▶ TEXT PASSAGE
---+---

It was clear evidence of what a Dispensary of similar size and catchment population (around 11,000) without Inter Care support looked like, versus one that does have our support.

Their facilities were lacking and what little they did have was of a poor quality. The British National Formula (BNF) that was on the Clinical Officer’s desk (who is also the resident Father of the community) was dated 2007, some 10 years out of date.

The unit is a typical Dispensary that fits the Inter Care model where we are able to improve the lives of its patients by providing resources such as medicines, small equipment and health care goods. 

(Visit, September 2017)

  • St Camillus Dispensary, Tomondo
  • St Camillus Dispensary, Tomondo

St Camillus Dispensary, Tomondo

This is situated on the Island of Zanzibar. There are 2 Catholic Dispensaries; one of which is supported by Inter Care. Unlike the health units in the Mara region close to the Kenyan border the issues here are different.

The Diocese of Zanzibar is small and has little income to spend on medicines, yet we were pleasantly surprised, by the facilities at St Camillus Dispensary. This could have something to do with it being a building that they moved into as their previous Dispensary underwent an attack on the priests and the Dispensary and Church on Christmas Day in 2013 and was burnt to the ground.

It was clear though that the monies that they had saved on not needing to purchase medicines and health care goods that had been donated by Inter Care, meant they could invest in their facilities.

---+---

▶ DATASET CONTENT
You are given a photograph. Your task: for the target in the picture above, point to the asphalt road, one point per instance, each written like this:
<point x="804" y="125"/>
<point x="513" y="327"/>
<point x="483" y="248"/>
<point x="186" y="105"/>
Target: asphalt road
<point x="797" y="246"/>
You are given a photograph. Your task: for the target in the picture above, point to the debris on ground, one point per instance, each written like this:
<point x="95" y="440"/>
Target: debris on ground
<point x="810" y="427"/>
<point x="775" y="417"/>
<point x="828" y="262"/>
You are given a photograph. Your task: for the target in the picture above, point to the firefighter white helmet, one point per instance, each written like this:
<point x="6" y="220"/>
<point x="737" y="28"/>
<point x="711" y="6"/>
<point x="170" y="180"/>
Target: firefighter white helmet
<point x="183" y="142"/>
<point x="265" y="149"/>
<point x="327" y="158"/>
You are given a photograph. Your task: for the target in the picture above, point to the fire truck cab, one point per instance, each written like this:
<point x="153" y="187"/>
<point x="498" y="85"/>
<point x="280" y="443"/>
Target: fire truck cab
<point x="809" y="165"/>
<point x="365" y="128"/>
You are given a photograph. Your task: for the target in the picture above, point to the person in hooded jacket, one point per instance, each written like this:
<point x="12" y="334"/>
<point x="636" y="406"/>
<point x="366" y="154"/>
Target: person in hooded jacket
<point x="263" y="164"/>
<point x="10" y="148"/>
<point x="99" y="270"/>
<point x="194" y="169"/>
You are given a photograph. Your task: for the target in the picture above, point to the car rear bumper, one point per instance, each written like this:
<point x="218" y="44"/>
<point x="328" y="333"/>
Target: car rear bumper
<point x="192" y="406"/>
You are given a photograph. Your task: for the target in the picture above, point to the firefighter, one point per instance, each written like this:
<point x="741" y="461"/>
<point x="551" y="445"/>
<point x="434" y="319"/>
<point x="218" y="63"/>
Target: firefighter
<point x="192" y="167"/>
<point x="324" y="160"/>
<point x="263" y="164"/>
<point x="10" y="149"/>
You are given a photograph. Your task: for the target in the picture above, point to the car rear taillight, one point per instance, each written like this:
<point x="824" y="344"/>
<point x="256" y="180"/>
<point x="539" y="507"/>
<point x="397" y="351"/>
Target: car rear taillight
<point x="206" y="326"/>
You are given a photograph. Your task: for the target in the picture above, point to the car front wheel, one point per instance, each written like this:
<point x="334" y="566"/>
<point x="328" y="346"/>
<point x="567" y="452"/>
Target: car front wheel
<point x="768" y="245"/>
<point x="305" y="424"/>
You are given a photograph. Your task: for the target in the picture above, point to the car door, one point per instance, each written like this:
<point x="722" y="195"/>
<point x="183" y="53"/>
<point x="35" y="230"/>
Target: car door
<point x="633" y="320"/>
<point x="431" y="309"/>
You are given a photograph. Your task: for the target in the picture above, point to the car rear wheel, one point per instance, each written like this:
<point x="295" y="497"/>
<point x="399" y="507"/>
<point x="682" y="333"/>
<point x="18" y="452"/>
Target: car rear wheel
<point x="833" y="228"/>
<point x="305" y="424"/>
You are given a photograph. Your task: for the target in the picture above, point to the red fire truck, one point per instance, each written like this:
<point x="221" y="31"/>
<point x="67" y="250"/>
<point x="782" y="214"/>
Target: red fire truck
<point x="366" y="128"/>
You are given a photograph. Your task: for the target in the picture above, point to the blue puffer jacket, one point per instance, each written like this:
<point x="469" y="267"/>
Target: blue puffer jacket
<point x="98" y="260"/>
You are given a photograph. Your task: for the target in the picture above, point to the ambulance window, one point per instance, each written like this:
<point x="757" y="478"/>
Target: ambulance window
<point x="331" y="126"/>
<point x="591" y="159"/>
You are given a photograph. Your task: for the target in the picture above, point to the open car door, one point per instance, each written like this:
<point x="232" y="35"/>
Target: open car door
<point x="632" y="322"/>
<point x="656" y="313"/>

---+---

▶ ASSIGNED TASK A
Print the part of the dispensary passage that begins with the words containing "It was clear evidence" and ends with "out of date.".
▶ ASSIGNED TASK B
Carry on the dispensary passage from its final sentence.
The records come from a different source than the dispensary passage.

▶ ANSWER A
It was clear evidence of what a Dispensary of similar size and catchment population (around 11,000) without Inter Care support looked like, versus one that does have our support.

Their facilities were lacking and what little they did have was of a poor quality. The British National Formula (BNF) that was on the Clinical Officer’s desk (who is also the resident Father of the community) was dated 2007, some 10 years out of date.

▶ ANSWER B
This is an excellent example of the way in which our aid is not merely alleviating acute need, but helping our partners to help themselves

(Visit, September 2017)

 

  • Bukwali Dispensary
  • Bukwali Dispensary
  • Bukwali Dispensary

Bukwali Dispensary

Overview

Run by William Kahwezi this is a very remote dispensary off the North West part of Lake Victoria and next to the Ugandan border (4kms).

Inter Care started supporting the dispensary after an earthquake hit the region 2016.  It suffered a lot of damage to the building and local infrastructure.

William the Clinical Officer In Charge, has been there for 46 years. He specialises in Ophthalmology and was the first medic to refer a patient to the Department of Health back in 1984. This patient turned out to be the first patient diagnosed with HIV in Tanzania.

William lives across the road. His wife used to deliver the babies and his two daughters also work there. It has a family run feel to it.

Case Study

Zola, a 36 year old woman lived nearby with her four children and during the middle of night their home set on fire. The children managed to escape, however, Zola got badly burnt.

HOWEVER William was able to treat her with the dressings and medication Inter Care supplied and he truly believes that they actually saved her life.

She is now living in a UN emergency shelter with her children. She is coping relatively well and the scarring is minimal. Also it was a miracle she didn’t suffer any secondary infections.

(Visit, September 2017)

  • Makongoro Health Centre (AICT), Mwanza
  • Makongoro Health Centre (AICT), Mwanza
  • Makongoro Health Centre (AICT), Mwanza

Makongoro Health Centre (AICT), Mwanza

A very active Evangelical body of people known as AICT (African Inland Church of Tanzania) has established several medical units in Northern Tanzania. Inter Care has been sending supplies through to Makongoro Health Centre since 1992. They collect directly through Mwanza airport as they have a permit to clear customs and they distribute the consignment between the units as needs dictate but the majority goes to the health centre we visited in Mwanza.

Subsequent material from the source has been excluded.